→ EXERCISE PROMPT
Begin at the first line of the records below and, please, give each line again exactly until the line with "box: [641, 115, 679, 136]" is included.

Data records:
== Segment start ==
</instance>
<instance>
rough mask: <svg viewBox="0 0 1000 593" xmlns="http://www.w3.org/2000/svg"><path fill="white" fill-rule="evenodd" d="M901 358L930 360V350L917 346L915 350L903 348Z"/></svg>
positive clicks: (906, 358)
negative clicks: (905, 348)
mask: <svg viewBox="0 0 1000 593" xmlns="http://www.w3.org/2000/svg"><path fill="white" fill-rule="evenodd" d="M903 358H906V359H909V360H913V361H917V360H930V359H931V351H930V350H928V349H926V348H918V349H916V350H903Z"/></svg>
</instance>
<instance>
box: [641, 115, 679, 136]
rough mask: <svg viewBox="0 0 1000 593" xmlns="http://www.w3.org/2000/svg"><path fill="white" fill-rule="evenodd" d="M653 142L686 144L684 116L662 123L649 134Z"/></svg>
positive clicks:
== Segment end ==
→ RESPONSE TO THE EXERCISE
</instance>
<instance>
rough mask: <svg viewBox="0 0 1000 593" xmlns="http://www.w3.org/2000/svg"><path fill="white" fill-rule="evenodd" d="M901 358L930 360V350L917 346L915 350L903 348Z"/></svg>
positive clicks: (906, 358)
negative clicks: (905, 348)
mask: <svg viewBox="0 0 1000 593" xmlns="http://www.w3.org/2000/svg"><path fill="white" fill-rule="evenodd" d="M903 358H906V359H909V360H913V361H917V360H930V359H931V351H930V350H928V349H926V348H918V349H916V350H903Z"/></svg>
</instance>
<instance>
box: [641, 115, 679, 136]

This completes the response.